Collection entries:
[Start of Attachment]
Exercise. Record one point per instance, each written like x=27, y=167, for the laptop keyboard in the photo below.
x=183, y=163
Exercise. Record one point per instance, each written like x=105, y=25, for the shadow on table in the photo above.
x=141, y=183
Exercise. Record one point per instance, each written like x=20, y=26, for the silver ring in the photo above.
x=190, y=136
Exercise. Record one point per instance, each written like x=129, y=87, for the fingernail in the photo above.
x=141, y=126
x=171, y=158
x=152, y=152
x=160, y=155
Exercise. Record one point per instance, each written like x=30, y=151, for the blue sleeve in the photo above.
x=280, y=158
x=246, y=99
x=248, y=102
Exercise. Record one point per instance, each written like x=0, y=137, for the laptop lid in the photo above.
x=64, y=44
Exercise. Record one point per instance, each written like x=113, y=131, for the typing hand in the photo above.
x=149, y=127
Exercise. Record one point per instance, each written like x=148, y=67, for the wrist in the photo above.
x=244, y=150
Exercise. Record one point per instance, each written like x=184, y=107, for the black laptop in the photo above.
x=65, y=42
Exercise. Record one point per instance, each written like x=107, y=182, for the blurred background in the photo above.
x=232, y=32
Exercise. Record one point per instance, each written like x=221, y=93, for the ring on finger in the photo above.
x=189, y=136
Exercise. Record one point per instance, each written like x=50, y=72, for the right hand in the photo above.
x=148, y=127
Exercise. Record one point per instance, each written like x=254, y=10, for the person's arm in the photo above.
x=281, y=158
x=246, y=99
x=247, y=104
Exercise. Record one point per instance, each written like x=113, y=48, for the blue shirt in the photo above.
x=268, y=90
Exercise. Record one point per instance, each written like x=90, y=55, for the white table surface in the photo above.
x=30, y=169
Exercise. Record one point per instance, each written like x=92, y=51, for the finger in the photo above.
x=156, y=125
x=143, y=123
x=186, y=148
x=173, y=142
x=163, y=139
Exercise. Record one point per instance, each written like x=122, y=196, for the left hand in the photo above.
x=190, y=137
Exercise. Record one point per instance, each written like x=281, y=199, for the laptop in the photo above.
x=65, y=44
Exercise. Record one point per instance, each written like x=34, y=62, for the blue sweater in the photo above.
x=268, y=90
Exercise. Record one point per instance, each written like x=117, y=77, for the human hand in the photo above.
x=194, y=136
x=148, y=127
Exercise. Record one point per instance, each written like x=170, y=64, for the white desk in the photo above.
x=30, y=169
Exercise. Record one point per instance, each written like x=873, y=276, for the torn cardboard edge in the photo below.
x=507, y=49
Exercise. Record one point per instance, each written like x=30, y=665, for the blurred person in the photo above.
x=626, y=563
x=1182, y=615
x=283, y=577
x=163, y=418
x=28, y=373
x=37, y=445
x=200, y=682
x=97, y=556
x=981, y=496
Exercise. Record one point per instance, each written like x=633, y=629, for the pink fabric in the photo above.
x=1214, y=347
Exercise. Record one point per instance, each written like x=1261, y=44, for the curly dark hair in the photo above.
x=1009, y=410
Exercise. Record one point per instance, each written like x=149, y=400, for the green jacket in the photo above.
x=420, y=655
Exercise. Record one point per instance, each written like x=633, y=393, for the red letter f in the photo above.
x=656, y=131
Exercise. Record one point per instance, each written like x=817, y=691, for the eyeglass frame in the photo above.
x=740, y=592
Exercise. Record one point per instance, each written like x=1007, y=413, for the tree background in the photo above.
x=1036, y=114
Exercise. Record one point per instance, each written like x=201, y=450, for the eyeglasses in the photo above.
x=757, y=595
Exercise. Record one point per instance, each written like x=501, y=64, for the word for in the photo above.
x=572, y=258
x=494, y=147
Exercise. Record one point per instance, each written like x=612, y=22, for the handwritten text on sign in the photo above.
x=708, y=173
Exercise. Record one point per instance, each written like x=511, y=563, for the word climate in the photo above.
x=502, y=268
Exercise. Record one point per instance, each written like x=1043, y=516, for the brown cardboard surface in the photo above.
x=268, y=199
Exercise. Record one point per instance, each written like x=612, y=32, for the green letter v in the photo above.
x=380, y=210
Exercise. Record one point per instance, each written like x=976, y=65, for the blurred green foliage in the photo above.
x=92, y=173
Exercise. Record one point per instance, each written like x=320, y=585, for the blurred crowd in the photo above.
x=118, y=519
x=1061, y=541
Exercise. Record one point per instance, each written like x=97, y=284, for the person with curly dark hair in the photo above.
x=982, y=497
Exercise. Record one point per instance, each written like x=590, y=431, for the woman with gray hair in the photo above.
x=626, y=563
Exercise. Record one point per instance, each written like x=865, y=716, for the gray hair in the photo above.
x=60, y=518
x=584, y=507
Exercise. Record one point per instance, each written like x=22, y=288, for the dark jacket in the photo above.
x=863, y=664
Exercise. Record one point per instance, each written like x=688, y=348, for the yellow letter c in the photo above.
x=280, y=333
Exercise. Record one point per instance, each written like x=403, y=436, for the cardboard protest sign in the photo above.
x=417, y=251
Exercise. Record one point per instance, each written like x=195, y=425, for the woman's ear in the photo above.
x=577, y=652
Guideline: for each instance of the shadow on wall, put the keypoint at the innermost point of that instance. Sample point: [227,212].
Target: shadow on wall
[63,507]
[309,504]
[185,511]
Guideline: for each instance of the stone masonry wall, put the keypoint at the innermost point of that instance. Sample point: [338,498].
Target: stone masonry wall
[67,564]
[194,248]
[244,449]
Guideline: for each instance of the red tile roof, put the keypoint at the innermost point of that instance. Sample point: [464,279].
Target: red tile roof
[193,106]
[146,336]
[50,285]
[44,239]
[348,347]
[End of Attachment]
**THE PROBLEM:**
For each line above that contains "Sample", make a copy.

**RESPONSE FOR THIS EXERCISE:**
Guideline: for each instance of the shadow on wall, put the keypoint at the innermost point of that instance. Sample point: [227,212].
Guideline: for each instance of the stone masonry wall, put the keypoint at the innermost point of that instance. Sample point: [338,498].
Guideline: for each instance of the red tile roof, put the keypoint at the innermost point of that instance. Sample point: [464,279].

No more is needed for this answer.